(WORK TASK)
Take the data below and filter it for lines containing the word "wall"; show each line found.

━━ THE INPUT

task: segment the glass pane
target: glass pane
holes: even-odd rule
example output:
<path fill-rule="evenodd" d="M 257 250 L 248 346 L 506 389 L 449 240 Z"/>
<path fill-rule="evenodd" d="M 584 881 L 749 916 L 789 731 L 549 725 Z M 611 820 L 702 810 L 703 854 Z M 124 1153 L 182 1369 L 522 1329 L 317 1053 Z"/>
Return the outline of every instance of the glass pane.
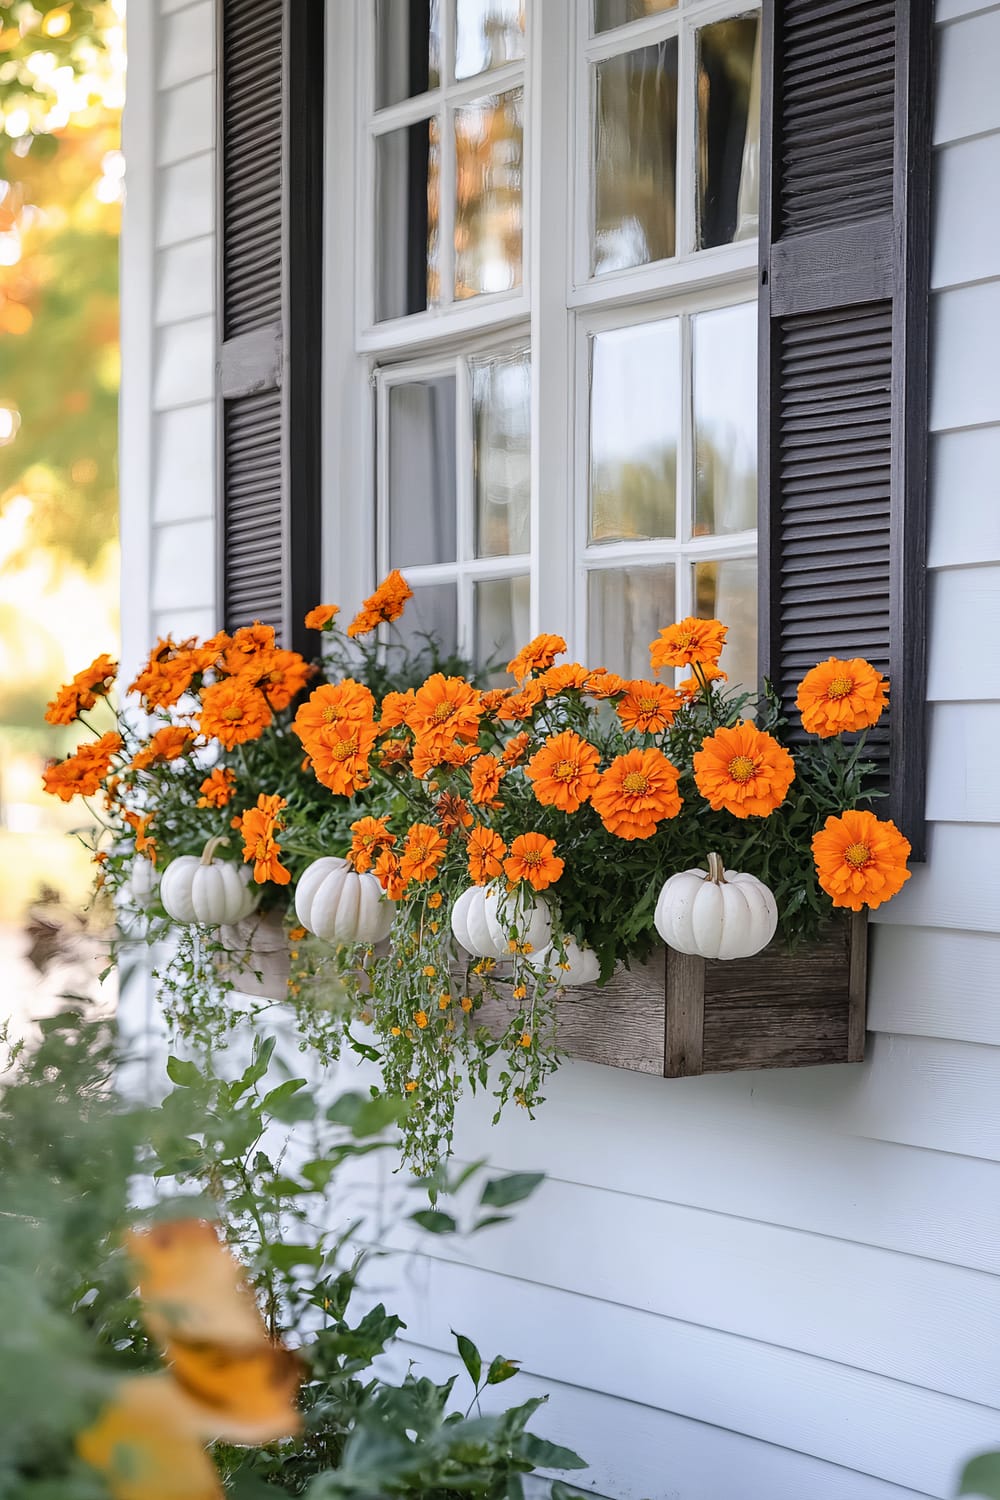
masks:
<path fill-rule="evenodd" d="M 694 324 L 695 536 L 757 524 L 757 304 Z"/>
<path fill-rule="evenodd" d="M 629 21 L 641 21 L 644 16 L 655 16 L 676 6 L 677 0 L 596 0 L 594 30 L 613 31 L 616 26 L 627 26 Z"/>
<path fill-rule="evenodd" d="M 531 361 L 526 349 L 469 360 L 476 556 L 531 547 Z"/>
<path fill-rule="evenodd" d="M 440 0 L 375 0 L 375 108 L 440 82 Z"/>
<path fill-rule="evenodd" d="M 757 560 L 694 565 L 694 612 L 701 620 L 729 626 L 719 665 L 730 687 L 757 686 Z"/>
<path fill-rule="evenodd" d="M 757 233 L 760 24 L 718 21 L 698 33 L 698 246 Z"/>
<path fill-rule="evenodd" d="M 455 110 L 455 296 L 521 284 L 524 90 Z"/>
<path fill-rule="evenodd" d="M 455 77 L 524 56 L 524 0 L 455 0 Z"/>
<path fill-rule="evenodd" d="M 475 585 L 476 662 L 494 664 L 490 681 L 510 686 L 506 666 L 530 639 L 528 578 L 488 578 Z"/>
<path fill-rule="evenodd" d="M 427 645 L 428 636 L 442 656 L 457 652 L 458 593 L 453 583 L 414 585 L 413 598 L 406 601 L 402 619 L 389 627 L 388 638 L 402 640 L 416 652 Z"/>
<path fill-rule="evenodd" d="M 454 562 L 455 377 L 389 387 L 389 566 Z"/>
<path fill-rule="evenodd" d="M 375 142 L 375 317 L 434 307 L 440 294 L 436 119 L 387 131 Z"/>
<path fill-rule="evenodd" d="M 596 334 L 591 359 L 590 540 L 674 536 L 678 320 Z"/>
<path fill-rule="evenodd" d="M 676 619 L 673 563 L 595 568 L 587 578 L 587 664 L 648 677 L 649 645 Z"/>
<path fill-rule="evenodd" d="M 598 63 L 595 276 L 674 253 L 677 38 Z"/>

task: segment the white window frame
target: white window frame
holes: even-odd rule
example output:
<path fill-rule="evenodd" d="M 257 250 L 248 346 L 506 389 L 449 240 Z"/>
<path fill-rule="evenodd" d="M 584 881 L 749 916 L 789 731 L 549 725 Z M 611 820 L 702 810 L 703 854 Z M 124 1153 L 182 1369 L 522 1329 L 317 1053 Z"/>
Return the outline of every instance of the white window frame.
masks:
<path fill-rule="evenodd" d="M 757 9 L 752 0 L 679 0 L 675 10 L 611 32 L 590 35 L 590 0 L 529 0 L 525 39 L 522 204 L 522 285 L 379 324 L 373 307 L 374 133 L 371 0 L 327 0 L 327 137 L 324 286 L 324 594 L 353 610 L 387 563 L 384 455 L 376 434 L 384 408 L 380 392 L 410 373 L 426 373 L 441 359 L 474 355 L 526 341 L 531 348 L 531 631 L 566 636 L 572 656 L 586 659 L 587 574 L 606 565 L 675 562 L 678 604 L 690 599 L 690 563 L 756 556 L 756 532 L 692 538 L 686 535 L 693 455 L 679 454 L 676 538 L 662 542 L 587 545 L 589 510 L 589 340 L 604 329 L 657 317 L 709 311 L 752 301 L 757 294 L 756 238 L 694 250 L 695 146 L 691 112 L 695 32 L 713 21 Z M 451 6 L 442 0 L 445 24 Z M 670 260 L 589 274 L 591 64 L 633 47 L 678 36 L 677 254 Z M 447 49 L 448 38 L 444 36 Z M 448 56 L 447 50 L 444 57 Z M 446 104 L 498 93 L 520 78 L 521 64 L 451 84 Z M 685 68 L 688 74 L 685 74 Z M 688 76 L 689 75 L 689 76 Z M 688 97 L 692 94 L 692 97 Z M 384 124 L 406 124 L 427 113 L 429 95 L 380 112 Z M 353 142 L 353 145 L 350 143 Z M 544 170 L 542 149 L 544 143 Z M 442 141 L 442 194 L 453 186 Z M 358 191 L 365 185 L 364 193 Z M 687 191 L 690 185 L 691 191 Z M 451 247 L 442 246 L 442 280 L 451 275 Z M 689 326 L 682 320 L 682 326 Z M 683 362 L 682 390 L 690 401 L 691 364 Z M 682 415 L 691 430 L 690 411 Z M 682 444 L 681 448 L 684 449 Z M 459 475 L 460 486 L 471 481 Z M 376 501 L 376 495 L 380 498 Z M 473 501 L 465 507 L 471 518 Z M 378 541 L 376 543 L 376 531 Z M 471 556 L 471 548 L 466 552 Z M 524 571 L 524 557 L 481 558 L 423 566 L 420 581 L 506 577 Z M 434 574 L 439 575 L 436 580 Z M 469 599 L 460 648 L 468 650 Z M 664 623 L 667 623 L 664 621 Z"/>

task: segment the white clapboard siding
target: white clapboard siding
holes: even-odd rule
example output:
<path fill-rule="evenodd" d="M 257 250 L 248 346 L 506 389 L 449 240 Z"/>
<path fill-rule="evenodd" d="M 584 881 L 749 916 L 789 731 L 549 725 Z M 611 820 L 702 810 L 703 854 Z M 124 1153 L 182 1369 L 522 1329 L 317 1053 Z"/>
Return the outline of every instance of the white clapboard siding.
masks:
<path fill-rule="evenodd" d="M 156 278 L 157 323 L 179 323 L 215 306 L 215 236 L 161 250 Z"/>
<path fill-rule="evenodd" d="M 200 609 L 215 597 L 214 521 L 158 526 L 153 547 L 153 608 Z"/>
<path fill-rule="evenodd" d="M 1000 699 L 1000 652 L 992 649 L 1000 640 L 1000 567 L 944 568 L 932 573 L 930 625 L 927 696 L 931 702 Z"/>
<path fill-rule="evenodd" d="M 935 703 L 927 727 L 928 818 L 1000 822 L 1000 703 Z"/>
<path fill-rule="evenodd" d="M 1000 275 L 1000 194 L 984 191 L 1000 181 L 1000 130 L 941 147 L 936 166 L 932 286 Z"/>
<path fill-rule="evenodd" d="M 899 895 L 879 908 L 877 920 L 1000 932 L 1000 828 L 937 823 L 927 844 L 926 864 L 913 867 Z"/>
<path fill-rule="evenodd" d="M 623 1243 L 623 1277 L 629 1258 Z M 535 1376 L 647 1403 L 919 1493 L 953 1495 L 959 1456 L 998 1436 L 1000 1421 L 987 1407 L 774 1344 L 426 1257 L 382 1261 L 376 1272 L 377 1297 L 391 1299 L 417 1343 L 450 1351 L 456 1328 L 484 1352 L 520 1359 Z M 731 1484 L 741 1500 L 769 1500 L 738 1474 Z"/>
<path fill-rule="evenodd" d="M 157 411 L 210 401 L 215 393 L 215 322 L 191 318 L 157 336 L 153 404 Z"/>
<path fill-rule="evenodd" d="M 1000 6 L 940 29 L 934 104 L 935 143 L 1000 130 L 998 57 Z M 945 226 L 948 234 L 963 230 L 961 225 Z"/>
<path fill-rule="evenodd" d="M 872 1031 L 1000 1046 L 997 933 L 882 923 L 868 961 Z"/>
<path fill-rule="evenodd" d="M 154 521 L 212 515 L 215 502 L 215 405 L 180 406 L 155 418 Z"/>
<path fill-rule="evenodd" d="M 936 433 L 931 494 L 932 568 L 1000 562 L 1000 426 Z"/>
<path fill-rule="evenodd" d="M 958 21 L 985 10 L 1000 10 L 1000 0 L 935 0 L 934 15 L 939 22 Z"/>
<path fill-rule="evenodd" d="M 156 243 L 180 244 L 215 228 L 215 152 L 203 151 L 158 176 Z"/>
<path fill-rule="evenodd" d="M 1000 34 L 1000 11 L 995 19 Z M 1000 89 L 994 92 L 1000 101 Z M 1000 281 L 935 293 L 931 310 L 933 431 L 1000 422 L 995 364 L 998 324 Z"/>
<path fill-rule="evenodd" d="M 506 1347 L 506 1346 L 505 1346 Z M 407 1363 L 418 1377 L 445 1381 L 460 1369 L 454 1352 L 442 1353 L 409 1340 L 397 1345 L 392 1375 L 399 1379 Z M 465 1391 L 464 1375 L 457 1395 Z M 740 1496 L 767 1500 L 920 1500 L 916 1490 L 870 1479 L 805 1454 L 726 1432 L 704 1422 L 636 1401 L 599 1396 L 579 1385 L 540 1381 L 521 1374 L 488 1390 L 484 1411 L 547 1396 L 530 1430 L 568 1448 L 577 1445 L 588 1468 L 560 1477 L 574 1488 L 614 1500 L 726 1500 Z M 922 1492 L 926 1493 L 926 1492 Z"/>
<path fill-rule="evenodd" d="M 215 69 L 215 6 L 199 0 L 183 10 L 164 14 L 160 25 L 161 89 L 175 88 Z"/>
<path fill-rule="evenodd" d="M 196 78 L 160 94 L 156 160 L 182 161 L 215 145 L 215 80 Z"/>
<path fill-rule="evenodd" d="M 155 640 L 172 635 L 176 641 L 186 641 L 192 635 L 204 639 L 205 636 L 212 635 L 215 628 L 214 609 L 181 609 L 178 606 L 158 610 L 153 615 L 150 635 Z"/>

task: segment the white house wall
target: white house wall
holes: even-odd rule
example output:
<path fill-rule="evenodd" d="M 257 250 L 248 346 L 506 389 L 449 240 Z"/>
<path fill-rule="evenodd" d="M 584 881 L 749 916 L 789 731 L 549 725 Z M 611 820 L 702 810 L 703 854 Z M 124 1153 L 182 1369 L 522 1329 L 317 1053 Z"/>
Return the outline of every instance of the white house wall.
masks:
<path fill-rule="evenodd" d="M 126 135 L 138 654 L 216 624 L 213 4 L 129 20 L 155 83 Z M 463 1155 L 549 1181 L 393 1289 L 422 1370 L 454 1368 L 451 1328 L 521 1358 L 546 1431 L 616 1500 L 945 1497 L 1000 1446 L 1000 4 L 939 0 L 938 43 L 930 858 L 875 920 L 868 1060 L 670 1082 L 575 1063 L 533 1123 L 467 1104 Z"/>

━━━━

(RESULT)
task: segment the white house wall
target: white house wall
Return the outline of every instance of the white house wall.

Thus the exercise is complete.